- **Problem details**
For the listing that follows, give again exactly the lines from the one with "of the index" to the one with "of the light", including both.
--
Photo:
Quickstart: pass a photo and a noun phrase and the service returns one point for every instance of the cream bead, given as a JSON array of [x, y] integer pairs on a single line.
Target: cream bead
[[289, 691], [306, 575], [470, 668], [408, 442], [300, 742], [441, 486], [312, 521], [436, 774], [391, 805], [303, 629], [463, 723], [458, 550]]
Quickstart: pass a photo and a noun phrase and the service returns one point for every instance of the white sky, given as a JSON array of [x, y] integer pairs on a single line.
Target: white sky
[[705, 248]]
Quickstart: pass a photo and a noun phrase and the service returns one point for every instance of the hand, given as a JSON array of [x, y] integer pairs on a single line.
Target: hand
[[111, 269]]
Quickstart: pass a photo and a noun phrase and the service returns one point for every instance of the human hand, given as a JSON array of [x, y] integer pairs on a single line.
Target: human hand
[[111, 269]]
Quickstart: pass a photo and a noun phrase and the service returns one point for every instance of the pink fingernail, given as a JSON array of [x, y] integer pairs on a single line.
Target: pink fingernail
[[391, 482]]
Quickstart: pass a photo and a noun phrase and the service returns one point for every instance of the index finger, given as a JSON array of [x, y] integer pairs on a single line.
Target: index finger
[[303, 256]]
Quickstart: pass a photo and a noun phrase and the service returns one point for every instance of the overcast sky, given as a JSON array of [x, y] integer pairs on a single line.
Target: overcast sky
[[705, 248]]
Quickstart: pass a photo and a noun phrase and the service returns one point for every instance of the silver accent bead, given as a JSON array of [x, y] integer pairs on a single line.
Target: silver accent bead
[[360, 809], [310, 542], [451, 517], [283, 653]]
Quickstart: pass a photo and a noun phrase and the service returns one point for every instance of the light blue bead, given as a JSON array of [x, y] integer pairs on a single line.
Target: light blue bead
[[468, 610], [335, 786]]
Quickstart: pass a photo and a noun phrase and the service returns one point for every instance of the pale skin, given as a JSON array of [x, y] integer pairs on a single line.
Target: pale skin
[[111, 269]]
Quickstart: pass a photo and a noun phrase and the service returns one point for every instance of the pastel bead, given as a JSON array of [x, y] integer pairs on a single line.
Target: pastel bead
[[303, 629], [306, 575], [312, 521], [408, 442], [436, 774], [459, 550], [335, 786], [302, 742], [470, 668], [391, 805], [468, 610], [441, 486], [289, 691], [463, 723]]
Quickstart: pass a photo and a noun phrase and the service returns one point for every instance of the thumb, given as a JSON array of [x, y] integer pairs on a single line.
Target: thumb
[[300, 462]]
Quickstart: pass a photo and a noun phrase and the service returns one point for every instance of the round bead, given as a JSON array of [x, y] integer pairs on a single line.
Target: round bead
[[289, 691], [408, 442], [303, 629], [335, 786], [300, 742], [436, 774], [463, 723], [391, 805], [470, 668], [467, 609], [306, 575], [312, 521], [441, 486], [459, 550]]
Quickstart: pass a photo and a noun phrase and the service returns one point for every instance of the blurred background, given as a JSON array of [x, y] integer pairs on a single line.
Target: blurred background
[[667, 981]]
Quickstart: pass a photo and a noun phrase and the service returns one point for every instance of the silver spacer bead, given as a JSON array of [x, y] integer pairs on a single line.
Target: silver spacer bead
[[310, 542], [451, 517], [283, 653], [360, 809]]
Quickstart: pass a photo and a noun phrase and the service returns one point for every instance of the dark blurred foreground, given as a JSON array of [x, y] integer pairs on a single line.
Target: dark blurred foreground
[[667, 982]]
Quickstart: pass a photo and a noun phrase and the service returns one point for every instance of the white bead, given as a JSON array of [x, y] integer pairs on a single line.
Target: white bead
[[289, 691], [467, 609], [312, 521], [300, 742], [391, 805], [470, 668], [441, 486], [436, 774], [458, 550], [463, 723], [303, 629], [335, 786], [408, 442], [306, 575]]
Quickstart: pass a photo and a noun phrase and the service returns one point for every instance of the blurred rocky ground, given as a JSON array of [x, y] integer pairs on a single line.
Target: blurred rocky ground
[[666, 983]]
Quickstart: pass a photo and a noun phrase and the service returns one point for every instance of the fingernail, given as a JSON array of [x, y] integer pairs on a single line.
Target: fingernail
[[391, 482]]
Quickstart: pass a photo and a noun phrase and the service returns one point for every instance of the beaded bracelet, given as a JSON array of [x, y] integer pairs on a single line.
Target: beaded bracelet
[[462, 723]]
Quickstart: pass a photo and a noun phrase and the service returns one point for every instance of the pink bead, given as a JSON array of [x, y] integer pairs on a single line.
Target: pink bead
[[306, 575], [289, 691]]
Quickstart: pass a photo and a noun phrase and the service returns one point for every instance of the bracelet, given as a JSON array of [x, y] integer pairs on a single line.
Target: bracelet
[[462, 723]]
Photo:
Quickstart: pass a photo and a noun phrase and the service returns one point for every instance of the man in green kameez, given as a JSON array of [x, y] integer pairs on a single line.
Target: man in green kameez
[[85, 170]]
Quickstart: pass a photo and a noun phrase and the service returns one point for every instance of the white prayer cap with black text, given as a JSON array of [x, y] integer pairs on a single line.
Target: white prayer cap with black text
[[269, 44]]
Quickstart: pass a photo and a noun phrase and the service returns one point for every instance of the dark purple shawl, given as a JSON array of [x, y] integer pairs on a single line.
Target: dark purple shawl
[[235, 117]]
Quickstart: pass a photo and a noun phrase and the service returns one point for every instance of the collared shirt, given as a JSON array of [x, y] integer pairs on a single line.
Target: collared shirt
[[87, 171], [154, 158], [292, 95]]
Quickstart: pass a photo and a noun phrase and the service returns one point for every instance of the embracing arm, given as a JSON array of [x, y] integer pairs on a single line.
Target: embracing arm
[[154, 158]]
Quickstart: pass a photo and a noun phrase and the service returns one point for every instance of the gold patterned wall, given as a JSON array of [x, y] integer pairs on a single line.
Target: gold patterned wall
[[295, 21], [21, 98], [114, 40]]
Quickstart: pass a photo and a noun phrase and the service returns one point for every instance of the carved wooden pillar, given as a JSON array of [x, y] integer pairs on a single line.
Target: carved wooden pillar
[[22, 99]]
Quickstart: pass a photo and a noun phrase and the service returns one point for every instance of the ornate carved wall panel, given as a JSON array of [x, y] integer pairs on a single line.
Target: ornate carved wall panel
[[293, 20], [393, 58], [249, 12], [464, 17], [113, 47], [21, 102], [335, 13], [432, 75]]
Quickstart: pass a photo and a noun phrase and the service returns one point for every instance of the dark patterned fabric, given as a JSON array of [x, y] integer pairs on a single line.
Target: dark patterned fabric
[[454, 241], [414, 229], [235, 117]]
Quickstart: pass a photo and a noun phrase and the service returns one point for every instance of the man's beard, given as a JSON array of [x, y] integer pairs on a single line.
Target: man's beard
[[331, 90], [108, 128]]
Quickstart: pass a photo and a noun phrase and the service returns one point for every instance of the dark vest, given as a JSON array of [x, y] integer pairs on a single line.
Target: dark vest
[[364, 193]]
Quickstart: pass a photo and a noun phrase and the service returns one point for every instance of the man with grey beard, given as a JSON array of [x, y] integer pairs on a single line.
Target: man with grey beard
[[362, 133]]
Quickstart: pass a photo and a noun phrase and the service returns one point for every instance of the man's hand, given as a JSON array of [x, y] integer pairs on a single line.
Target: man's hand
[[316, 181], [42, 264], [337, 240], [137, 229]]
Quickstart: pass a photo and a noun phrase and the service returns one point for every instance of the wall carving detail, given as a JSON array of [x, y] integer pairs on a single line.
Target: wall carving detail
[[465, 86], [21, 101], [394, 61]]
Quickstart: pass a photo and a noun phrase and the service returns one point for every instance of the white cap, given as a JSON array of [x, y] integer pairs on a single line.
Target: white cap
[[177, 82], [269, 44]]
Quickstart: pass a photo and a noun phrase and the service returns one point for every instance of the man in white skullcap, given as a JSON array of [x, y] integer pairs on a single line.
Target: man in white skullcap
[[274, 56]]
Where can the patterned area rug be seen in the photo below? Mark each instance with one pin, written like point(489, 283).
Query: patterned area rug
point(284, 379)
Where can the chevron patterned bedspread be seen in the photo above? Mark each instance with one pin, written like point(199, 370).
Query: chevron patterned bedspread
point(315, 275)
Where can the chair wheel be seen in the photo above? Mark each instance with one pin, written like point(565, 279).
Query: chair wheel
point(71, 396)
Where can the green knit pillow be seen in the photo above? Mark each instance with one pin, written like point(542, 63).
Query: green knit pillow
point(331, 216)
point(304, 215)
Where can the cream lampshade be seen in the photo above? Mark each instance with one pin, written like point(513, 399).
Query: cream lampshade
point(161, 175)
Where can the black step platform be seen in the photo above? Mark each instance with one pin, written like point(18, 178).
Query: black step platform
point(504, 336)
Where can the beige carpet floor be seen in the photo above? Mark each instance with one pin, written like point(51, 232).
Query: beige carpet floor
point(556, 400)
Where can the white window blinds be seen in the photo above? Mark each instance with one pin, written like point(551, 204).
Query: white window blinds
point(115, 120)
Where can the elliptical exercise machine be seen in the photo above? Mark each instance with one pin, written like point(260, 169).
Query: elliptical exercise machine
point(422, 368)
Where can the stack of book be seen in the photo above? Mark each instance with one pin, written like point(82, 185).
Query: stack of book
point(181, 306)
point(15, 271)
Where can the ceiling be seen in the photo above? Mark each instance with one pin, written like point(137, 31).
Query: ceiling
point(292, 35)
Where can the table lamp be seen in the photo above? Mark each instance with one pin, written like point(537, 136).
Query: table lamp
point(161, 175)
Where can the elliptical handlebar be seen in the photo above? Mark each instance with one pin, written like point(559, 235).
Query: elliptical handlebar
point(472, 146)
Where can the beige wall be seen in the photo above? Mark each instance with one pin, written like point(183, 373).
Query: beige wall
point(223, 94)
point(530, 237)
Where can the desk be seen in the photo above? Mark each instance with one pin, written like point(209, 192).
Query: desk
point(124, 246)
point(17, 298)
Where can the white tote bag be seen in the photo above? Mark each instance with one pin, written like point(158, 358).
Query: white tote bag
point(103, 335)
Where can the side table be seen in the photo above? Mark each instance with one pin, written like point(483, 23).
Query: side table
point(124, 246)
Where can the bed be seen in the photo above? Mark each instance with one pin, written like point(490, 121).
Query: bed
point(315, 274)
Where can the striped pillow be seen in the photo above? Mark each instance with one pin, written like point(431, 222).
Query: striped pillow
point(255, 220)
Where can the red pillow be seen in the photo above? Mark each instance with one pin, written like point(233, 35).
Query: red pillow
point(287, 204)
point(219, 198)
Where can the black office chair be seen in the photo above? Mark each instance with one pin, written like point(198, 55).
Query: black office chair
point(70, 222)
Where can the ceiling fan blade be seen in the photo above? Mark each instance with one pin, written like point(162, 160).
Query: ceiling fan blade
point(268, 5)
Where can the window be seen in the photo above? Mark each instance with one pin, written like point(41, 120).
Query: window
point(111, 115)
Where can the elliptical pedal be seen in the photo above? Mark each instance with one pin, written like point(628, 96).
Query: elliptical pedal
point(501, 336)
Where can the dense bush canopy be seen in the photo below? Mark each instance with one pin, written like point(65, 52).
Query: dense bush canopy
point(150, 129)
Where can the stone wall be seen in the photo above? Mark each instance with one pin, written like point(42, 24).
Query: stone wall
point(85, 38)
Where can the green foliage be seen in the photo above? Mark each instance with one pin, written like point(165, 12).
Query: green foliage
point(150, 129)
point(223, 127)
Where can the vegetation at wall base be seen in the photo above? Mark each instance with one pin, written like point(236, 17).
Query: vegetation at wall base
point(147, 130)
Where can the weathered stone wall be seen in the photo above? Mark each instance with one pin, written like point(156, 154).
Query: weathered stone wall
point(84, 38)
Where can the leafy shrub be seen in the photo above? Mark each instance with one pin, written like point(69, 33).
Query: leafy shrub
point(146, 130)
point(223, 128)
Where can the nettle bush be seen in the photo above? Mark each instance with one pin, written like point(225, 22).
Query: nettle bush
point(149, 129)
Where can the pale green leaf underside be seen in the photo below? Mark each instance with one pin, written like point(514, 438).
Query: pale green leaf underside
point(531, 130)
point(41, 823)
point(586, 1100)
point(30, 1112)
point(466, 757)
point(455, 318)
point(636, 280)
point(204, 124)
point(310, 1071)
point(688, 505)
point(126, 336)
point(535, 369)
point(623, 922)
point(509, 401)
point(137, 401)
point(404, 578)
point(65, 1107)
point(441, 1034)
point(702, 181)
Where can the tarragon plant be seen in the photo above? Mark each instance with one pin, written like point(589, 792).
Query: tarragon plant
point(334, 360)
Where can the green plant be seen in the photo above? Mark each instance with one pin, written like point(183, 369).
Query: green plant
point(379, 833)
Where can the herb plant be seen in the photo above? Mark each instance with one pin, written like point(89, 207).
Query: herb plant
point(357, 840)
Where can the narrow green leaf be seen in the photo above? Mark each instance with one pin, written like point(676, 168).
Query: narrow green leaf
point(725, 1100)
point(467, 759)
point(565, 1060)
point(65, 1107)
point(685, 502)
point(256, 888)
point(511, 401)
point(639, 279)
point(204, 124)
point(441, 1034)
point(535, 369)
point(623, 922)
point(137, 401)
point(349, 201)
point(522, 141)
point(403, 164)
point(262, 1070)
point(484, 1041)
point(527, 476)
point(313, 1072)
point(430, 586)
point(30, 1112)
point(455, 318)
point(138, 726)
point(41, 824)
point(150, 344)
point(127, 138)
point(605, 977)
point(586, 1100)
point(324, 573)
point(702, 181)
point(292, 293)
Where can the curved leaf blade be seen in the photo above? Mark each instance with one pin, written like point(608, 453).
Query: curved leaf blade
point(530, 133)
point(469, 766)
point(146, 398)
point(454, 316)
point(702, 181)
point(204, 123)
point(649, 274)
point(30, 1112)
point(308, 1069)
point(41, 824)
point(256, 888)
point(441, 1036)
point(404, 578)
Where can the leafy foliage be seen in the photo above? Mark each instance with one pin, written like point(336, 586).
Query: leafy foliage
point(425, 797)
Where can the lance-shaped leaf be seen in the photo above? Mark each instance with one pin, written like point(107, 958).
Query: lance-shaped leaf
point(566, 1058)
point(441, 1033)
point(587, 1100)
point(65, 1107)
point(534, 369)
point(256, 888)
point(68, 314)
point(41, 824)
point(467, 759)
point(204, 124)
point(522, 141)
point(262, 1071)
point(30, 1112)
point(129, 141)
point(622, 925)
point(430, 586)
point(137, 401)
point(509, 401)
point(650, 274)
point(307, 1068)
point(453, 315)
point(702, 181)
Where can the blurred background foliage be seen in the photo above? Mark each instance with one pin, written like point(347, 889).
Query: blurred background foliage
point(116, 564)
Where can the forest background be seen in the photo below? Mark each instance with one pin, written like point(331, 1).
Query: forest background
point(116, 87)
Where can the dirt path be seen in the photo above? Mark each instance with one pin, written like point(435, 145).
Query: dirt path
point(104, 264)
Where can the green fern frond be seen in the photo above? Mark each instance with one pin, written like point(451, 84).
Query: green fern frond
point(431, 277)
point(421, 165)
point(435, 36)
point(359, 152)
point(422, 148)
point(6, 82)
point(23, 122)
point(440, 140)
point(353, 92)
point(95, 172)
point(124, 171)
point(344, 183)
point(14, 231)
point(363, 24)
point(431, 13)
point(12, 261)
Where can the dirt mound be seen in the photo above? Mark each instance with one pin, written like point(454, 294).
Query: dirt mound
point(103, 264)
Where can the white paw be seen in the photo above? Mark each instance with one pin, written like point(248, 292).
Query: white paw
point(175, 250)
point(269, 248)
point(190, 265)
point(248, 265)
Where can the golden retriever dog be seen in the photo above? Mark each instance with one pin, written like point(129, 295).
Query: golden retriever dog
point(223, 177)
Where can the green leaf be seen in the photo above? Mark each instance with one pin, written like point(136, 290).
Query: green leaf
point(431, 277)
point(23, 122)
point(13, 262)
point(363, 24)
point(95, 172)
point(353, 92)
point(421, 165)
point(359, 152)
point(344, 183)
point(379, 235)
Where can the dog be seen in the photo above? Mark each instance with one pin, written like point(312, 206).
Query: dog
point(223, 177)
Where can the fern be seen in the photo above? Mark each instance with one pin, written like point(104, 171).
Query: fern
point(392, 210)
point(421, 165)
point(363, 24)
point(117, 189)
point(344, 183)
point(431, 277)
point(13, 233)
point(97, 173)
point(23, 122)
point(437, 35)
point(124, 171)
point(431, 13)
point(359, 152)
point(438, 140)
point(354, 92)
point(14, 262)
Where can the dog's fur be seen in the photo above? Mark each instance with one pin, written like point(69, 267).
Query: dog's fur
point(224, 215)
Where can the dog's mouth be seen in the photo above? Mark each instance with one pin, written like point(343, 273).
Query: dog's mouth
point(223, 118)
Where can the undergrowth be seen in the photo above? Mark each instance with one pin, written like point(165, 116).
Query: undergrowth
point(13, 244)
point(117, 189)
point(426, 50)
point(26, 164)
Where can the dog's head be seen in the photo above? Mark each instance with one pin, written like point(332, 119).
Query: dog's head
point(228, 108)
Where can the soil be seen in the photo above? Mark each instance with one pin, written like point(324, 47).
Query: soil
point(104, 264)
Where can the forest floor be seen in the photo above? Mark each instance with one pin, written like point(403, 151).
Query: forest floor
--
- **Exercise response**
Quickstart: pass a photo and a noun phrase and the service returns one point for every instance of the index finger, given as a JSON array of [x, y] integer pairs on a single line.
Target: index finger
[[303, 256]]
Quickstart: pass a photo and a noun phrase and the service returns one point for every instance of the overcast sky, given as a JSON array of [x, y] integer pairs on a single line.
Target: overcast sky
[[705, 248]]
Quickstart: pass a photo and a noun phrase and the service returns one point for every instance of the silver accent bead, given as a JSON array of [x, y] integer pairs on a single line.
Target: silver accent bead
[[360, 809], [310, 542], [451, 517], [283, 653]]
Quickstart: pass a photo and a noun phrase and the service returns one point for every instance of the light blue bead, given as a JSON array of [x, y] integer pairs on a single line.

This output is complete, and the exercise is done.